▶ **SHORT PROBLEM**: The records should be written out in full, with nothing altered.
#### RECORDS FOR THIS EXERCISE
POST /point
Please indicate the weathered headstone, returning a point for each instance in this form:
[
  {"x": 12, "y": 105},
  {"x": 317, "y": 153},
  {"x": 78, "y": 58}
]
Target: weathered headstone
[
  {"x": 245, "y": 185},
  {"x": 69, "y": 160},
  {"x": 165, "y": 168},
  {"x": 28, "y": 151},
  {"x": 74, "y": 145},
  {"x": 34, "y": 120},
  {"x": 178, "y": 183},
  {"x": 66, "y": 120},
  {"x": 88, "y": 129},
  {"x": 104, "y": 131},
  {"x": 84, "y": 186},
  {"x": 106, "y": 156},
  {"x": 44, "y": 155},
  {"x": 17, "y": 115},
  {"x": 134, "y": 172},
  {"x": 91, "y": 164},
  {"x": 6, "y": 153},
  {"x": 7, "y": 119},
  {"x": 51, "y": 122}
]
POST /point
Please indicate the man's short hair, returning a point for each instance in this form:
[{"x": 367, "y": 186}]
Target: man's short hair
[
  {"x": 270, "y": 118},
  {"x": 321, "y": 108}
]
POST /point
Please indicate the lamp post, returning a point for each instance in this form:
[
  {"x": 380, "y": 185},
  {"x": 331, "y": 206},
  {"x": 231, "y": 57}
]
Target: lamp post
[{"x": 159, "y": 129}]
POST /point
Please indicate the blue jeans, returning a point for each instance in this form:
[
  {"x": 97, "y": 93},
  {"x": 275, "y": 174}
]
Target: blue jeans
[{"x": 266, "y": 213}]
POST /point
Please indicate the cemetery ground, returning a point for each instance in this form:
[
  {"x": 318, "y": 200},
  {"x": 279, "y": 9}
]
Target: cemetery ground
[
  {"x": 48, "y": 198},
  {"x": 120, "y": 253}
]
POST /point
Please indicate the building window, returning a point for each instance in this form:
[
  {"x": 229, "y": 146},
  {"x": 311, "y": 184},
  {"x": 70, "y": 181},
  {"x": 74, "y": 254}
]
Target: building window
########
▶ **IN RESPONSE**:
POST /point
Please indicate the weathered headstone, returning a point for each instance in this form:
[
  {"x": 12, "y": 105},
  {"x": 317, "y": 153},
  {"x": 78, "y": 58}
]
Target: weathered headstone
[
  {"x": 245, "y": 185},
  {"x": 69, "y": 160},
  {"x": 165, "y": 168},
  {"x": 28, "y": 151},
  {"x": 74, "y": 145},
  {"x": 34, "y": 120},
  {"x": 178, "y": 183},
  {"x": 66, "y": 120},
  {"x": 88, "y": 129},
  {"x": 104, "y": 131},
  {"x": 84, "y": 186},
  {"x": 106, "y": 156},
  {"x": 44, "y": 155},
  {"x": 17, "y": 115},
  {"x": 134, "y": 172},
  {"x": 91, "y": 164},
  {"x": 6, "y": 153},
  {"x": 7, "y": 119},
  {"x": 51, "y": 122}
]
POST /point
Please indicate the man's short hair, returning a point for each instance in this form:
[{"x": 367, "y": 186}]
Target: man's short hair
[
  {"x": 270, "y": 118},
  {"x": 321, "y": 108}
]
POST /point
Please indicate the lamp post, returning a point for each instance in this form:
[
  {"x": 380, "y": 185},
  {"x": 331, "y": 206},
  {"x": 231, "y": 57}
]
Target: lamp post
[{"x": 159, "y": 129}]
POST /point
Please indicate the blue jeans, returning a point for each instance in this form:
[
  {"x": 97, "y": 93},
  {"x": 275, "y": 174}
]
Target: blue jeans
[{"x": 266, "y": 213}]
POST /point
Please indicate the cemetery ground, returning a point for each instance in this form:
[
  {"x": 318, "y": 200},
  {"x": 279, "y": 9}
]
Target: cemetery ground
[
  {"x": 48, "y": 198},
  {"x": 120, "y": 253}
]
POST /point
Please indicate the building window, returning a point for each instance in this form:
[
  {"x": 229, "y": 146},
  {"x": 311, "y": 184},
  {"x": 70, "y": 181},
  {"x": 74, "y": 254}
]
Target: building window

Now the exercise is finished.